*Objectives*.
[1] List every low-compression cylinder head code that the GTO cam thread names as used from 1971 to 1979.
[2] Return the part of the GTO cam thread that opens with the words containing "Voodoo Hydraulic Flat" and closes with "Is it tolerable?", copied word for word.
[3] Resume the GTO cam thread from the point where it stops.

──────── Text passage ────────

# Cam question for '66 GTO with '72 400



## slevin011 (Sep 22, 2012)

Hi everyone,

I have been thinking about purchasing a cam for my GTO, but have no idea where to even start. There is so much information out there about intake/exhaust duration and lift, valve springs, lifters, etc. and I am just totally lost. I love the sound of a lumpy/lopey cam, but don't want to go so aggressive that the idle is overly rough, and since this is solely a street cruiser, I would prefer a cam with more low to mid range power/torque over a high RPM screamer. Is this a possibility without other extensive modification? 

The engine is out of a '72 Trans Am and other than adding a new Holley 650 carb, headers, and 2.5" exhaust, everything is stock (to my knowledge). It has an auto trans. The engine was in the car when I bought it. I am unsure of compression ratio, gearing, and other important things like that, but it seems like companies like Crower or Comp Cams make hydraulic, flat-tappet cams that will basically fit any Pontiac V8 from 265-455 from the '50s to the '80s...?

What should I be looking for, and do you have any recommendations? I apologize if this is way too broad of a question.

Thanks!


----------



## Pinion head (Jan 3, 2015)

On the engine, it actually needs to be fully identified. No 400's were factory installed in '71 or '72 TransAms, instead TransAms built these two model years received true (round port) 455 HO's. To ID what cast iron components your engine is made up of, below is a link to John Wallace's Pontiac site. Poke around on his site for awhile, aquainting yourself with how to ID what heads you have. Besides IDing the cyl heads, the two letter block code, as well as the alphanumeric casting date back by the distributor hole are needed to know what your engine actually is. For cam recommendations, it also doesn't hurt to know what ratio of gearing is in your '66.

Pontiac V8 Cylinder Heads


----------



## bigD (Jul 21, 2016)

Yeah, as P h said, you need to know what heads are on it. If it does have '71-'79 400 heads, a Voodoo 256 will be very streetable, and will increase cylinder pressure and power. A Voodoo 262 will make more power, at a higher rpm, but will have slightly less low end torque, the idle will not be as smooth.

The 256 might be hard to beat, for what you are wanting, IF you have low compression heads. Some of the low comp heads used from 71-'79 are: 96, 4X, 4C, 46, 5C, & 6X, plus a few others. As said, it's best to get your block casting number, date code, block code, and head numbers. 

Voodoo Hydraulic Flat Tappet Cam - Pontiac V8 256/262 - Lunati Power


----------



## tjs72goat (Jul 20, 2017)

*cam*

I'm at this same point with a 1972 stock 400. You mention it won't idle smooth. Is it tolerable?

──────── Given data ────────

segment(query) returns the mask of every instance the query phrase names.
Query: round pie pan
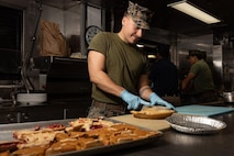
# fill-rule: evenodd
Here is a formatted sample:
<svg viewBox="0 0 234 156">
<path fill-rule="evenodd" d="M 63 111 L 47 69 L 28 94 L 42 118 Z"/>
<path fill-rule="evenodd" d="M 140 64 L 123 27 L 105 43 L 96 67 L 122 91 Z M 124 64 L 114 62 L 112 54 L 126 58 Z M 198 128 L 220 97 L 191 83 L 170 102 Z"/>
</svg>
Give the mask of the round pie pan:
<svg viewBox="0 0 234 156">
<path fill-rule="evenodd" d="M 218 133 L 226 127 L 223 121 L 202 115 L 174 113 L 166 118 L 166 121 L 170 123 L 172 129 L 189 134 Z"/>
</svg>

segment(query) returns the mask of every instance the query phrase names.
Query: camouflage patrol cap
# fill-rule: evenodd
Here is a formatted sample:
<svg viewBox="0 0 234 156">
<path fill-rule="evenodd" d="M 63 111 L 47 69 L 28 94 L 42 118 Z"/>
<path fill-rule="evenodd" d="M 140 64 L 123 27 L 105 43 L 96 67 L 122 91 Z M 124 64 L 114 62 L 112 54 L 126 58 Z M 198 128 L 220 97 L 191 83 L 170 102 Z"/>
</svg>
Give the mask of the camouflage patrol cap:
<svg viewBox="0 0 234 156">
<path fill-rule="evenodd" d="M 151 19 L 154 14 L 151 10 L 129 1 L 129 8 L 126 12 L 132 16 L 137 27 L 149 30 L 148 23 L 151 22 Z"/>
</svg>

────────

*Replies*.
[1] 96, 4X, 4C, 46, 5C, 6X

[2]
Voodoo Hydraulic Flat Tappet Cam - Pontiac V8 256/262 - Lunati Power


----------



## tjs72goat (Jul 20, 2017)

*cam*

I'm at this same point with a 1972 stock 400. You mention it won't idle smooth. Is it tolerable?

[3]
----------



## bigD (Jul 21, 2016)

That depends on your definition of "tolerable". The 256 will have a fairly smooth idle. But, the 262 will still be what I'd call "tolerable". Lunati describes the 262 idle as "choppy".

http://www.lunatipower.com/Product.aspx?id=1775

The 262 will need, at the very least, some CC 988-16 valve springs. CC recommends these for their similar XE262 cam. For anything bigger, they recommend stronger springs. Many Pontiac guys recommend Crower 68404-16 springs, for the 262 Voodoo. The 988-16 springs should be good enuff for the 256 Voodoo. These springs from Spotts, should work great with the 256.

http://www.ebay.com/itm/Pontiac-V8-...d=282579700457&_trksid=p2047675.c100005.m1851

Here are some Spotts springs for higher lift cams, which should work for the 262. They're a little cheaper than the Crower springs. 

http://www.ebay.com/itm/VSH3-Pontia...ash=item41cb100ae9:g:hvgAAOSwB4NW0LgK&vxp=mtr

Just curious. Does your "1972 stock 400" have the 7K3 4-barrel heads ?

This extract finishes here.